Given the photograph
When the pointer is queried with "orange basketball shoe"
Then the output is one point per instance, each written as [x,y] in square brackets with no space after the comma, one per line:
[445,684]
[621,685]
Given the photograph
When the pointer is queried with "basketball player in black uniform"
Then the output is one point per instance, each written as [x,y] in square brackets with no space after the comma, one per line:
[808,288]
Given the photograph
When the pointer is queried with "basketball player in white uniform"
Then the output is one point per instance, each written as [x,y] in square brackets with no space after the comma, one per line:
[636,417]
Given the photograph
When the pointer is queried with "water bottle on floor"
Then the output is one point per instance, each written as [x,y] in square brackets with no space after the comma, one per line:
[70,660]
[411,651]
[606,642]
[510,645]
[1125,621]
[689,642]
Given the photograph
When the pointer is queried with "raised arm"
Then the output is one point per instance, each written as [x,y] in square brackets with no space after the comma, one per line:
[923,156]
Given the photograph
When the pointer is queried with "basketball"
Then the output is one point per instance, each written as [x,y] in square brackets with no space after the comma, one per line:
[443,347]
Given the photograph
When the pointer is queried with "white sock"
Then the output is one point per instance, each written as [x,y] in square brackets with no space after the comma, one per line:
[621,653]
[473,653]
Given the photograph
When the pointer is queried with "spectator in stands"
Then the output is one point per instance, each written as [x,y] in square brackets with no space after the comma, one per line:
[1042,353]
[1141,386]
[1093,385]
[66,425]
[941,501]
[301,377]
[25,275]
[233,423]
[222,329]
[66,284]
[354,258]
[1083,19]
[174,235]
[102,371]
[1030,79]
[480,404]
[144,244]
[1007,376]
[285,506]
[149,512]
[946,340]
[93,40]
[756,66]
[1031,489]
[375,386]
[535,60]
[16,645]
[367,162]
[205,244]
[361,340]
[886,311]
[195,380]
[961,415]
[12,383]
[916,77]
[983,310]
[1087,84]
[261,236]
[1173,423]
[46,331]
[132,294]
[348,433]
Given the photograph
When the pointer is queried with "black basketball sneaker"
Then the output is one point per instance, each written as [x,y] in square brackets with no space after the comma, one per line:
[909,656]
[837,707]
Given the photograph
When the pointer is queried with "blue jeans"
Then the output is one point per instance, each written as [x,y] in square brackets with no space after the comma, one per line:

§ §

**EXERCISE INSTRUCTIONS:** Copy whichever lines above contain the string "queried".

**TASK RESPONSE:**
When the pointer is queried with "orange basketball shoe"
When the pointer is queried with "basketball player in black uniform"
When the pointer is queried with "basketball player in white uniform"
When the pointer is queried with "water bottle on floor"
When the pointer is queried with "raised arm"
When the pointer is queried with "basketball"
When the pointer is queried with "white sock"
When the pointer is queried with "spectator in stands"
When the pointer is queried with "black basketball sneaker"
When the pointer is queried with "blue jeans"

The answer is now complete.